*** EXTRACT TO READ ***

Why Doctors Are Prescribing Social Connection

Science has shown that connection and social support are essential to our health – so essential that doctors are now prescribing it like a drug. Here’s why.

As humans we need connection, just like we need oxygen and water. Even for the most introverted among us, social connection is vital to our physical and mental health.

Lack of social support and not feeling connected to others has been linked to many chronic illnesses.

‘Social prescription’ is being used by doctors around the world, particularly for marginalised communities who struggle to access social services.

In this context, social prescription involves linking the patient with activities and services provided by community organisations, in a way that is trackable and measurable. It’s accepted in community health as a preventative and early-intervention service.

Research shows that it works. In Britain, social prescribing is a formal part of the National Health Service. An Australian literature review found it reduces chronic disease, depression and suicidal behaviour, reliance on medication and substance abuse, while improving social confidence, physical and mental wellbeing, sense of purpose and health self-management.

How social prescribing can work for you

You might not necessarily need help with linking to community services, but you might benefit from permission to socialise more.

*** End of EXTRACT TO READ ***

= PROBLEM SET =
1 – In the article on social prescribing, rewrite the paragraph beginning "Research shows that it works" as a short bulleted list that keeps its main facts.
2 – According to the article on social prescribing, why is social prescription used particularly for marginalized communities? Answer in one to three sentences.
3 – Continue the article on social prescribing from its last sentence.

*** MATERIAL SHOWN ***

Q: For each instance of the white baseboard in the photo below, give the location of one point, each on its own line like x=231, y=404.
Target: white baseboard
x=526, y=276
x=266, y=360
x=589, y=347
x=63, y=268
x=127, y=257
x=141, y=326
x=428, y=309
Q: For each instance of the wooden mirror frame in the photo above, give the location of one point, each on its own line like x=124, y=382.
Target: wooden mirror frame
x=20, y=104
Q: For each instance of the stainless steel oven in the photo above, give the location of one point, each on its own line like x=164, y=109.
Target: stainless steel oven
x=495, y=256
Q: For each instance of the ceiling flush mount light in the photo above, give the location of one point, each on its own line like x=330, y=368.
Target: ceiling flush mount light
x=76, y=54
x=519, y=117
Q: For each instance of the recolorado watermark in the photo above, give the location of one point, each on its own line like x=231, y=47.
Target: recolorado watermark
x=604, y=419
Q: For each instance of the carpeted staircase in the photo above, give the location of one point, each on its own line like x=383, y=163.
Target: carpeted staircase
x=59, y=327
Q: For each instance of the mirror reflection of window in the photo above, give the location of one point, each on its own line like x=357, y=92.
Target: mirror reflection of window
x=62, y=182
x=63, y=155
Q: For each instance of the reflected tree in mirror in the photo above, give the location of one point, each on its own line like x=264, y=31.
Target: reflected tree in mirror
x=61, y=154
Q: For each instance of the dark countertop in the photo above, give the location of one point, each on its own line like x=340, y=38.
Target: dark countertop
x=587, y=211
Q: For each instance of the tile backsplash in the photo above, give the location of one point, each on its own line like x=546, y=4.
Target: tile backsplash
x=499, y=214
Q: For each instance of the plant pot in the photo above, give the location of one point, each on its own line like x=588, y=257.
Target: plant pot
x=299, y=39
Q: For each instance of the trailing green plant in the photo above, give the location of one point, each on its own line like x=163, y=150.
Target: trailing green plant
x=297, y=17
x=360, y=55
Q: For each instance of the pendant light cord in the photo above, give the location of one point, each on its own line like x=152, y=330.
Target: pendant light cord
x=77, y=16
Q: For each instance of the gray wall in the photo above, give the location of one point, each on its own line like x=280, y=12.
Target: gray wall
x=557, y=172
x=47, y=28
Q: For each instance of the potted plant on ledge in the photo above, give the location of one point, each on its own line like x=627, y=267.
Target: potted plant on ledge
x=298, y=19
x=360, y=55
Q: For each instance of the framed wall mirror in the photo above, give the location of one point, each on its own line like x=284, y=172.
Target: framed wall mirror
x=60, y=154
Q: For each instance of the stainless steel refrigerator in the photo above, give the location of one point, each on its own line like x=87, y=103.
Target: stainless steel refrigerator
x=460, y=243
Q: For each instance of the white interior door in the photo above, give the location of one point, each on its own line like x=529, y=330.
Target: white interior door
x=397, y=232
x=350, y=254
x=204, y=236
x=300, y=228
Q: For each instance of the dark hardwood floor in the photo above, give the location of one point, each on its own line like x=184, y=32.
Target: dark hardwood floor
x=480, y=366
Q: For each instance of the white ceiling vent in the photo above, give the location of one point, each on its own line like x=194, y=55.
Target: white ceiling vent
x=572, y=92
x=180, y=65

*** End of MATERIAL SHOWN ***
*** MATERIAL SHOWN ***

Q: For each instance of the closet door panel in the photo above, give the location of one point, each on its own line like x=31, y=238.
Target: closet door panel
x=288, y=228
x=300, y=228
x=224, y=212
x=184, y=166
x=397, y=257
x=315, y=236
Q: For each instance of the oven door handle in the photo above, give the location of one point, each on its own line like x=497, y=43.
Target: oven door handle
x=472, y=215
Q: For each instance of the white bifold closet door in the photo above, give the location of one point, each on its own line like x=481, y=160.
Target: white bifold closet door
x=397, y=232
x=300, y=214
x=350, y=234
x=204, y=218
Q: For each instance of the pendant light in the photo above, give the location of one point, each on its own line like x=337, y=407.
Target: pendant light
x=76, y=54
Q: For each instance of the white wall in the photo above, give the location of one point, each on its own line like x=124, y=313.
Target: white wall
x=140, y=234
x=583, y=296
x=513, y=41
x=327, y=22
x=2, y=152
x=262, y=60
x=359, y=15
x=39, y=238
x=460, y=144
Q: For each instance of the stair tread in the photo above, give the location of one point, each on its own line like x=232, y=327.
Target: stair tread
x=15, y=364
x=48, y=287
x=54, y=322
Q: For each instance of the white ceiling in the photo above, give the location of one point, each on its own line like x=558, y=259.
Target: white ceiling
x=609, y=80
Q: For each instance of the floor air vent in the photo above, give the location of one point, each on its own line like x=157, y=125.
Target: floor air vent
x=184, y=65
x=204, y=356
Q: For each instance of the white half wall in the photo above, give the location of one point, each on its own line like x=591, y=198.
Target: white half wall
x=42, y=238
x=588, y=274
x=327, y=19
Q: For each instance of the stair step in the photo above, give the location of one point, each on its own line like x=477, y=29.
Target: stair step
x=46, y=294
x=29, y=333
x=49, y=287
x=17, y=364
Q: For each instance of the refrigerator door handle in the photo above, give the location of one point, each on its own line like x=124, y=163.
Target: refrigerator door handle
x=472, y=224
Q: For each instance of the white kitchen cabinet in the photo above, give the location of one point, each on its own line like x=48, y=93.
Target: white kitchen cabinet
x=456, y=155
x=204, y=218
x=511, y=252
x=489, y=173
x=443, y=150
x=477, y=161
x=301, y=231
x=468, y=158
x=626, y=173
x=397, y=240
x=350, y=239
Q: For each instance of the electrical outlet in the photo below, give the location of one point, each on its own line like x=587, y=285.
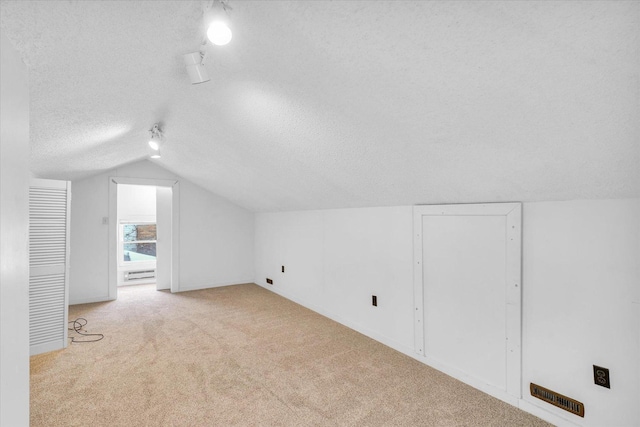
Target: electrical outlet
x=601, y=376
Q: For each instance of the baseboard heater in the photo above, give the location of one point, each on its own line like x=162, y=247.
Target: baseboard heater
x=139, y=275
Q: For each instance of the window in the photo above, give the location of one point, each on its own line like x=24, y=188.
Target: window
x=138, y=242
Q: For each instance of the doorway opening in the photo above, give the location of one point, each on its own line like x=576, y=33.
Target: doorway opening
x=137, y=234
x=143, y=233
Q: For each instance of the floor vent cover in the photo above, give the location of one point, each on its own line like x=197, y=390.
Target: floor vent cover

*** End of MATERIAL SHOWN ***

= TASK-BY-TASK ANSWERS =
1 –
- Social prescribing works, according to research.
- In Britain, it is a formal part of the National Health Service.
- An Australian literature review found that it reduces chronic disease, depression and suicidal behavior, reliance on medication, and substance abuse.
- The same review found that it improves social confidence, physical and mental wellbeing, sense of purpose, and health self-management.

2 – Social prescription is used particularly for marginalized communities because these communities struggle to access social services. It links patients with activities and services provided by community organizations.

3 –
For many of us, a doctor’s ‘prescription’ gives us both permission AND accountability. With a prescription for social connection, you won’t need to justify it, but embrace it as part of your health care plan.

Too often, we put socialising way down the list of things to do. We get caught up in the necessities of work, housework and caring for children or ageing parents. We try to find time for exercise and preparing good food, but catching up with friends, or joining a hobby group, can sometimes seem like a luxury.

What if you prioritised social connection, in the same way you prioritise drinking water, or getting exercise, or taking daily medication?

What if you scheduled it into your day as a non-negotiable?


Action item:

1. Next time you plan your weekly schedule, add in non-negotiable time for connecting and socialising with others. Make it fun!

2. If you think you need more permission or accountability to make this happen, consider raising it with your doctor during your next visit, and ask them to prescribe it for you on a formal prescription pad. It will do wonders for your health!